● **WHAT TO DO**:
Everything from the line containing "TARGET = black drawer pull" to the last line of the records must be returned verbatim; nothing else belongs in the output.

● **Entries taken from a collection**:
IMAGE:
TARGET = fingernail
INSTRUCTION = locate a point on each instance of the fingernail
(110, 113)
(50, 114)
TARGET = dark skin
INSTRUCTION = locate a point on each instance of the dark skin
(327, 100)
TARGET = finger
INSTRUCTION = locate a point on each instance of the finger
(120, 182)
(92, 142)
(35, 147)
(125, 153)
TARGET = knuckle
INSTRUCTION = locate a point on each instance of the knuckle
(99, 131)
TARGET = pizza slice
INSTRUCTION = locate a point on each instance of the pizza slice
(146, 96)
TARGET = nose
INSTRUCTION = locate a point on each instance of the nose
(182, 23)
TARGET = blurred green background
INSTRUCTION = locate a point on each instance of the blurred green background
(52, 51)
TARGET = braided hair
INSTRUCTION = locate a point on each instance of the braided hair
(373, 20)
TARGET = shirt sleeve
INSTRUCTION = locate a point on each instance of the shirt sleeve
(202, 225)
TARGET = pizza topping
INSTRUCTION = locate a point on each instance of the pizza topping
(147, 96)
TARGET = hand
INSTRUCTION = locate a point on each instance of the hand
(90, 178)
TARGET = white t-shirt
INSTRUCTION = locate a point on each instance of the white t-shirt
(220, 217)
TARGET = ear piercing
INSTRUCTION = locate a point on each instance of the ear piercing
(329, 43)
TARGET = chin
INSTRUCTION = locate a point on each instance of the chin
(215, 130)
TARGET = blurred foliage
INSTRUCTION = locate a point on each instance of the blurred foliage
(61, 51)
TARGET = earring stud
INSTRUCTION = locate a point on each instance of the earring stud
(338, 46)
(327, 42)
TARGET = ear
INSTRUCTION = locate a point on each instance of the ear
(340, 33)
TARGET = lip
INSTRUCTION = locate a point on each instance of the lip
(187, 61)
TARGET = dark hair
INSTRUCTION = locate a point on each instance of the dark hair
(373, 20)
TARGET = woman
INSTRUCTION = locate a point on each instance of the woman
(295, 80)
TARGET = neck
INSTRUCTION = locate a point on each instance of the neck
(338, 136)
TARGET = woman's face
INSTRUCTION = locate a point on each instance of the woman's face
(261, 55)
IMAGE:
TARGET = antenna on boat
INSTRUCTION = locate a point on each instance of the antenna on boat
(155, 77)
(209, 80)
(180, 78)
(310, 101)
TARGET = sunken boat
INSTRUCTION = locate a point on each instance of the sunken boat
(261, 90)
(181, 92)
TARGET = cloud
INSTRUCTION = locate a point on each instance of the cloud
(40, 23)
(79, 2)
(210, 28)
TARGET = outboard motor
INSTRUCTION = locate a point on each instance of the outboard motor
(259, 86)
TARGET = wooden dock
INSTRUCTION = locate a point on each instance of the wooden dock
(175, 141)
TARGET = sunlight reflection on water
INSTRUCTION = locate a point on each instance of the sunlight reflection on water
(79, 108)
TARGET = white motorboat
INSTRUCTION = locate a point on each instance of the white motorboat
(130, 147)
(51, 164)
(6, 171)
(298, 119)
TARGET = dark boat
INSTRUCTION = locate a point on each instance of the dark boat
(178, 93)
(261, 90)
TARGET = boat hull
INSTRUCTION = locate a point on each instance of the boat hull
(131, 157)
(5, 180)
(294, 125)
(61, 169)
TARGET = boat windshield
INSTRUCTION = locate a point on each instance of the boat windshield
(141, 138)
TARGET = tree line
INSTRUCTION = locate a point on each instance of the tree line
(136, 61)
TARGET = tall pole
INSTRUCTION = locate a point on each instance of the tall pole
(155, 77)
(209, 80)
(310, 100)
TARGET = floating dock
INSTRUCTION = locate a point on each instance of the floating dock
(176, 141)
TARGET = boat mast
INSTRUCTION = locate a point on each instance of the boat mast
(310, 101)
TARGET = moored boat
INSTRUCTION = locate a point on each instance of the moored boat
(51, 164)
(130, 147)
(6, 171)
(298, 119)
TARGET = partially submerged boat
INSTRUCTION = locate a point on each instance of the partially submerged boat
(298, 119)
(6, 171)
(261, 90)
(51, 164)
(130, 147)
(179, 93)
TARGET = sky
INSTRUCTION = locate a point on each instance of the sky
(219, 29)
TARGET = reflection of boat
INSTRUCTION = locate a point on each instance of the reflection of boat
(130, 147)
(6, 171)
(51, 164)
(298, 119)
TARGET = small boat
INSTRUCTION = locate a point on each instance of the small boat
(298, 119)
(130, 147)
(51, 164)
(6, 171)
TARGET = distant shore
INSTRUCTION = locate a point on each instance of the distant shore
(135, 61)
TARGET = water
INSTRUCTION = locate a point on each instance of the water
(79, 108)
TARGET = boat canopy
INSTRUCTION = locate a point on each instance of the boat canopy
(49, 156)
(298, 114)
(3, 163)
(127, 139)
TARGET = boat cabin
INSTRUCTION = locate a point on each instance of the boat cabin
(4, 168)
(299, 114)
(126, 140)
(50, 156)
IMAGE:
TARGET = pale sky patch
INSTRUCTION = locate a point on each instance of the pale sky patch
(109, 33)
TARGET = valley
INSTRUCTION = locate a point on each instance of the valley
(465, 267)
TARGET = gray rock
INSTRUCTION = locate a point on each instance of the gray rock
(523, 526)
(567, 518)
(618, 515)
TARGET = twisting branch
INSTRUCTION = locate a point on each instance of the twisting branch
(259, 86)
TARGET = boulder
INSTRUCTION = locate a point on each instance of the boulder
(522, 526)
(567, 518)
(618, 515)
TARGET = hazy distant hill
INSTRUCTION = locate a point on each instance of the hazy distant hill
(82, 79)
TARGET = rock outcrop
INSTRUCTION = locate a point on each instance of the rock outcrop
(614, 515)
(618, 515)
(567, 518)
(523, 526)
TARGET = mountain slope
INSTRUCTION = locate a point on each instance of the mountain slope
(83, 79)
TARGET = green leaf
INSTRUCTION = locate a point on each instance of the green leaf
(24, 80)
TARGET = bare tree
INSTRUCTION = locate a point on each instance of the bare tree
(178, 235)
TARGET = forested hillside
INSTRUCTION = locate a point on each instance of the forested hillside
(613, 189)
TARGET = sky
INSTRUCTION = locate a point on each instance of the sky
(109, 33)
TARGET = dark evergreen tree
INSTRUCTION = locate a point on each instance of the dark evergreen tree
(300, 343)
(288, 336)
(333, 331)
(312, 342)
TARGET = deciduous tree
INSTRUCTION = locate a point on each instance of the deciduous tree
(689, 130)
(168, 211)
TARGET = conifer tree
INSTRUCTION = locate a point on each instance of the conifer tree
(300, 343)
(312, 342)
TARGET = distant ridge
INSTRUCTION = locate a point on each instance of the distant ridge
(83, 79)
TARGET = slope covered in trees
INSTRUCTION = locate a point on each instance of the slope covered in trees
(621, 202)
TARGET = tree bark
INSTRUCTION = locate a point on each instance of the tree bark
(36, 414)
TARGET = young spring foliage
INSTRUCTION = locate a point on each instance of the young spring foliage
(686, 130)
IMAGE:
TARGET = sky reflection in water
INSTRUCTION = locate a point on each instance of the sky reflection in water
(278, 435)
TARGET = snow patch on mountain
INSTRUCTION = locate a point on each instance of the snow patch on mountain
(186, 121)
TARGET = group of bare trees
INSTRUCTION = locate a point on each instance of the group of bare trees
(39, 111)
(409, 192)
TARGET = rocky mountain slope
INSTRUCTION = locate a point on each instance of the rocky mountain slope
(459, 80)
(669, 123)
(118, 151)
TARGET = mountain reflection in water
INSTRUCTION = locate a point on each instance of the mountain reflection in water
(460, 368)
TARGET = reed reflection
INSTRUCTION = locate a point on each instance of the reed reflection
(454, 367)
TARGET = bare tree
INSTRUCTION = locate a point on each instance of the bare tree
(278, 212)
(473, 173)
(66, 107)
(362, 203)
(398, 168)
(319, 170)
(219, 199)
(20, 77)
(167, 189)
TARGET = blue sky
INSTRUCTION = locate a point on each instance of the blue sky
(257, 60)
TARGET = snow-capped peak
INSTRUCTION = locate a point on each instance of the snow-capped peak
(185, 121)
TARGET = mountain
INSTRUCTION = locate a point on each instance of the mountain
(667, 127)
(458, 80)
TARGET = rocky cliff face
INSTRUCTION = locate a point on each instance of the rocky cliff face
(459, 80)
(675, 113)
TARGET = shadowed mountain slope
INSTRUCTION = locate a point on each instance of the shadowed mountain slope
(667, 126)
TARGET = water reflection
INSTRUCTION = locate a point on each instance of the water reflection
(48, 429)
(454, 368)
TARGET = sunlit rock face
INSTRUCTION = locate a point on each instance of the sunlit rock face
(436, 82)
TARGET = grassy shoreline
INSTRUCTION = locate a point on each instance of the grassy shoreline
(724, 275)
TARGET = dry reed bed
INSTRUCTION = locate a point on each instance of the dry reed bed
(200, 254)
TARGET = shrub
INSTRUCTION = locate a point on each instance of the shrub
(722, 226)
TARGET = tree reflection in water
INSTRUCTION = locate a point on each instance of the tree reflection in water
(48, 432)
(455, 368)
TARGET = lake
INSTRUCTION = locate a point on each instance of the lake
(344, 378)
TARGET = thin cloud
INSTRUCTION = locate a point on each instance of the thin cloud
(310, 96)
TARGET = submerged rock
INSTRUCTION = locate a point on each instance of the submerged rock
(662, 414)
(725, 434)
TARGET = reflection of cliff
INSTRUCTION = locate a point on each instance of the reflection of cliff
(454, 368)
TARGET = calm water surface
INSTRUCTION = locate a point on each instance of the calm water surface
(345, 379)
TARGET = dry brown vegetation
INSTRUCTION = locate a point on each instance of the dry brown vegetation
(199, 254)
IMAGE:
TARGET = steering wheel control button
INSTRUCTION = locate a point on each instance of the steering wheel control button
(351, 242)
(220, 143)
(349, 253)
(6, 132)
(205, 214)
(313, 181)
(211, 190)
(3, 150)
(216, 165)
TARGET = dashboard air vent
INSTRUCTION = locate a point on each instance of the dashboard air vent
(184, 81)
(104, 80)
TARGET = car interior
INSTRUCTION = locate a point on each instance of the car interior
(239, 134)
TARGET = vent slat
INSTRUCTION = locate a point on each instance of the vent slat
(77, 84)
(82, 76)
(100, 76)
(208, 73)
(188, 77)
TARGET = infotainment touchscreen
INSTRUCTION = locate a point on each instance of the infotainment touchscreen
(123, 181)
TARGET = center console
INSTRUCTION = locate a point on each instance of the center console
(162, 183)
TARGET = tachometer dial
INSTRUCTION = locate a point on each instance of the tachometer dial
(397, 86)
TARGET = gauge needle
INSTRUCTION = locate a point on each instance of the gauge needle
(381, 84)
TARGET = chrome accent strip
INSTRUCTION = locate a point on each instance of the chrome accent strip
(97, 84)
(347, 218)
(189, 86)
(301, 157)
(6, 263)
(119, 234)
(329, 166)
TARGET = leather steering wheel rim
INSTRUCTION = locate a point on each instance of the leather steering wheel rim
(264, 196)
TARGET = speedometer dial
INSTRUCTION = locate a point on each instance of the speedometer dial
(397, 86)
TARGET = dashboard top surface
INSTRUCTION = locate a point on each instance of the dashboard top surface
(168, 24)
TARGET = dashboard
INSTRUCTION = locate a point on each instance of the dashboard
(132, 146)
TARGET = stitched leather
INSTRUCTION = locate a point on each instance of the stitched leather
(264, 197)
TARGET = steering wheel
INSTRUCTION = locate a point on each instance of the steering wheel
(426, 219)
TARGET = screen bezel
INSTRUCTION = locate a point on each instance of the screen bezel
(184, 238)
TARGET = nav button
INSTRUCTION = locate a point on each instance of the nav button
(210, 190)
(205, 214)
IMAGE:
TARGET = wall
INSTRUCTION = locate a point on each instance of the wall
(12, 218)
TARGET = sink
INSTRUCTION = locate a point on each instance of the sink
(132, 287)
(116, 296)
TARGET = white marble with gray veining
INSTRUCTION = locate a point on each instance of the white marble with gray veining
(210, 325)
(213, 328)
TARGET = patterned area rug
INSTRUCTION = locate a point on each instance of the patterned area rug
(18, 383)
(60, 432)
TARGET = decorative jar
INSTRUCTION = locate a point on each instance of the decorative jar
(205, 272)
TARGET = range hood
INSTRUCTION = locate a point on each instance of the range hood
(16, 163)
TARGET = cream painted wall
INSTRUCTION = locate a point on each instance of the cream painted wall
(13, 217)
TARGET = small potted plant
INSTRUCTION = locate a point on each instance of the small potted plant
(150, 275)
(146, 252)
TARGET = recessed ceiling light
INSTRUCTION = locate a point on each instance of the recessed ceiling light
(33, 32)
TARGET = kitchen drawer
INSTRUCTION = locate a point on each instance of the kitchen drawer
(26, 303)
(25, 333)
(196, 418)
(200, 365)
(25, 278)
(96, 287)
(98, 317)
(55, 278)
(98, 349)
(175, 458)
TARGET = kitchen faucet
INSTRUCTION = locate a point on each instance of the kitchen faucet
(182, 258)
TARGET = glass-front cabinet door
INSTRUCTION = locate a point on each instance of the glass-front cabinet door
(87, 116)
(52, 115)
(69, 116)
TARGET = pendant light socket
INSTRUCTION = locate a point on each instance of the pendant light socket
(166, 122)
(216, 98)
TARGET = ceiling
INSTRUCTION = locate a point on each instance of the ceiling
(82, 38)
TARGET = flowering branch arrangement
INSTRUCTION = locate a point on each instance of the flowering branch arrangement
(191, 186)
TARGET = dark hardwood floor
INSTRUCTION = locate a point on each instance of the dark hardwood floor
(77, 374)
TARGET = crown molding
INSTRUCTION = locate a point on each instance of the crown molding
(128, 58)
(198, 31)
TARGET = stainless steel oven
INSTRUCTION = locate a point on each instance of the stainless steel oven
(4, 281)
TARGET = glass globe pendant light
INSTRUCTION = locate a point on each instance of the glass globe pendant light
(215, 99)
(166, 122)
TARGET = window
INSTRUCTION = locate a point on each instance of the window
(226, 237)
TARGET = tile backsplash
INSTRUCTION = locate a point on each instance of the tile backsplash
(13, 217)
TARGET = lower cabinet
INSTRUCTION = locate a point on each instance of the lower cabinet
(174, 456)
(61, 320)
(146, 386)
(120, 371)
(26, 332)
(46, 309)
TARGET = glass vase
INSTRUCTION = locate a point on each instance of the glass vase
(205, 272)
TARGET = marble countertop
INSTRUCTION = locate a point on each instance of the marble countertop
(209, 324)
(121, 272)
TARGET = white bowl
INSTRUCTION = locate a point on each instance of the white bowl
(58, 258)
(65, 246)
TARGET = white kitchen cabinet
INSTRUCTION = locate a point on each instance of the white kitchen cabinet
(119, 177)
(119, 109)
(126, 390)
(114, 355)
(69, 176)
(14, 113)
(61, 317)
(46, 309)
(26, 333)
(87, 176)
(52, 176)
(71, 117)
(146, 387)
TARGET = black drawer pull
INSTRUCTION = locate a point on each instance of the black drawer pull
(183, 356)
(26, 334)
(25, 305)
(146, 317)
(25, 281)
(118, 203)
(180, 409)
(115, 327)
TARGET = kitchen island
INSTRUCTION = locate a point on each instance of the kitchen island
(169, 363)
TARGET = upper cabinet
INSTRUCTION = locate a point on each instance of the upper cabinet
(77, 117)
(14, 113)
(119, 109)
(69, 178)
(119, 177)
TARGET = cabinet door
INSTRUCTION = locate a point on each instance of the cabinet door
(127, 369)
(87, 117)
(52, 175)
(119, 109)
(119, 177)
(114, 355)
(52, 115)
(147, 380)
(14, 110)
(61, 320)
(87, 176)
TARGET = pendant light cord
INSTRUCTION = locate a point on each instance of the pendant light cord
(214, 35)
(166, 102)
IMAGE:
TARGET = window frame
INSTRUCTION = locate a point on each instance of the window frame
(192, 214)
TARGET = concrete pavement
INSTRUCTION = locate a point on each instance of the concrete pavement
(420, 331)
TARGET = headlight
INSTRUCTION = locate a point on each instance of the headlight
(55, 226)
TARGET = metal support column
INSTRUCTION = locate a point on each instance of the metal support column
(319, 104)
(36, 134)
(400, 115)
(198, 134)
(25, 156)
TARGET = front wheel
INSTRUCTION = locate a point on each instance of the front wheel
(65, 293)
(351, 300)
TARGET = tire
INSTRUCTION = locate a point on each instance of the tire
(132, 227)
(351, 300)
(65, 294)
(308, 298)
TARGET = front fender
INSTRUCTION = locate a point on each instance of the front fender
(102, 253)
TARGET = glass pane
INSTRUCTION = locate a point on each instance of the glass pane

● **THE RESPONSE**:
TARGET = black drawer pull
INSTRUCTION = locate a point on each instance of the black drawer pull
(183, 356)
(26, 334)
(25, 305)
(146, 317)
(25, 281)
(118, 203)
(180, 409)
(115, 327)
TARGET = kitchen island
INSTRUCTION = locate a point on each instance of the kitchen island
(169, 363)
TARGET = upper cabinet
INSTRUCTION = locate a point on each instance of the upper cabinet
(77, 117)
(14, 113)
(119, 109)
(69, 178)
(119, 177)
TARGET = cabinet door
INSTRUCTION = locate a point on each instance of the cabinet door
(127, 369)
(87, 117)
(52, 175)
(119, 109)
(119, 177)
(114, 355)
(52, 115)
(147, 380)
(14, 110)
(61, 320)
(87, 176)
TARGET = pendant light cord
INSTRUCTION = locate a point on each instance of the pendant light cord
(214, 35)
(166, 102)
IMAGE:
TARGET = window frame
INSTRUCTION = locate a point on each instance of the window frame
(192, 214)
TARGET = concrete pavement
INSTRUCTION = locate a point on each instance of the concrete pavement
(420, 331)
TARGET = headlight
INSTRUCTION = locate a point on each instance of the headlight
(55, 226)
TARGET = metal support column
INSTRUCTION = locate a point on each instance of the metal support column
(319, 104)
(36, 134)
(400, 115)
(198, 134)
(25, 156)
TARGET = front wheel
INSTRUCTION = locate a point on each instance of the front wheel
(65, 293)
(351, 300)
TARGET = tire
INSTRUCTION = locate a point on each instance of the tire
(132, 227)
(351, 300)
(65, 294)
(308, 298)
TARGET = front fender
INSTRUCTION = locate a point on each instance of the front fender
(102, 253)
TARGET = glass pane
INSTRUCTION = locate a point on each instance of the glass pane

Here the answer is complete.